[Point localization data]
==*==

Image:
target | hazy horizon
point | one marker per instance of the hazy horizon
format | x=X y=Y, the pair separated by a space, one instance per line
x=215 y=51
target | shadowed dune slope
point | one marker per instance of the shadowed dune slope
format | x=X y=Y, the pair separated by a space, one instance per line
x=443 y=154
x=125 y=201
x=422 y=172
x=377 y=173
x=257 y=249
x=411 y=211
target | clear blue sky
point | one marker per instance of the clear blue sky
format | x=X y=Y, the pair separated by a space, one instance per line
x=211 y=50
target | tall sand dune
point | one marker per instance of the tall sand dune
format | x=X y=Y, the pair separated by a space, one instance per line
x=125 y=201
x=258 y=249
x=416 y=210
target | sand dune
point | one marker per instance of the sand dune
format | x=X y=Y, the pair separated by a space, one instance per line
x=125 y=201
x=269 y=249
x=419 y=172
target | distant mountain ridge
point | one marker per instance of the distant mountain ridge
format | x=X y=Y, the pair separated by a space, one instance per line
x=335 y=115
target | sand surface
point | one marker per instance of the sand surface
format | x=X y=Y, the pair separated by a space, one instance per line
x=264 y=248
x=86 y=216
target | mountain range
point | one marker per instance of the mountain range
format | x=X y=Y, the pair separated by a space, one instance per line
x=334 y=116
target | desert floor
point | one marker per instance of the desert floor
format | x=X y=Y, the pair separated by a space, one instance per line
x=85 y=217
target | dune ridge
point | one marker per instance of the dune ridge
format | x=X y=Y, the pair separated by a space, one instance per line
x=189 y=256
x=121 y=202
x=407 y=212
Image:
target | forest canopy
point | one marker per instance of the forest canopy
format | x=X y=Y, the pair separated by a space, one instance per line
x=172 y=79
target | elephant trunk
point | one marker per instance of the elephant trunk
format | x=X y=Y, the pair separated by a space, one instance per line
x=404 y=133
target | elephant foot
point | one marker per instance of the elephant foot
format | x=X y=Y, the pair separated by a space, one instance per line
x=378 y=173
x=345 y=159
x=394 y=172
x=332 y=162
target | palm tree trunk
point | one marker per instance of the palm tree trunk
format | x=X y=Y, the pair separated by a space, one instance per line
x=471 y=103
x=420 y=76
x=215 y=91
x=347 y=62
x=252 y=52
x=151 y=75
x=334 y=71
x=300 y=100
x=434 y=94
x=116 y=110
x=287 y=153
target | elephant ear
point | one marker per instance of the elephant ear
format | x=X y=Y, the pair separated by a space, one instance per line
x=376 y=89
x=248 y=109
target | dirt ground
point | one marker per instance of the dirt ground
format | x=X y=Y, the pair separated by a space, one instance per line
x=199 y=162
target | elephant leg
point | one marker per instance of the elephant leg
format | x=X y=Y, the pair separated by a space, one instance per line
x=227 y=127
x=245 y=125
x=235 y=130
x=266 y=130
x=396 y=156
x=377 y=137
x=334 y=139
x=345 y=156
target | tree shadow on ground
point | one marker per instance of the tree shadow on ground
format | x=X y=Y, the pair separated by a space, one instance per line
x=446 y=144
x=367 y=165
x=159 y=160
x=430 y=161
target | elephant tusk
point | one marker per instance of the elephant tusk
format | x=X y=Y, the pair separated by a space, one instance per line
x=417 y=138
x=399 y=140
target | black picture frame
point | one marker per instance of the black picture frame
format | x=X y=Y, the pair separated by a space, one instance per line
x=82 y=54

==*==

The first line of the records and every line down to the line with "point | one marker per instance of the sand surface" must be quoted exactly; leave out all else.

Image:
target | hazy horizon
point | one marker per instance of the hazy horizon
format | x=X y=Y, the pair separated by a space, one instance per line
x=215 y=51
target | shadowed dune slope
point | one marker per instance of the shadowed dune slope
format | x=X y=Y, the pair separated by a space, one instance per line
x=443 y=154
x=125 y=201
x=422 y=172
x=377 y=173
x=257 y=249
x=411 y=211
target | clear blue sky
point | one marker per instance of the clear blue sky
format | x=X y=Y, the pair separated by a space, one instance per line
x=211 y=50
target | tall sand dune
point | one marker per instance of the tall sand dune
format | x=X y=Y, the pair separated by a space, one instance per line
x=125 y=201
x=258 y=249
x=416 y=210
target | sand dune
point | one marker per instance of the sand dune
format | x=X y=Y, the pair separated by a space, one instance per line
x=125 y=201
x=269 y=249
x=419 y=172
target | distant mountain ridge
point | one marker per instance of the distant mountain ridge
format | x=X y=Y, the pair separated by a space, one instance per line
x=335 y=115
target | sand surface
point | one marker per instance of the sand surface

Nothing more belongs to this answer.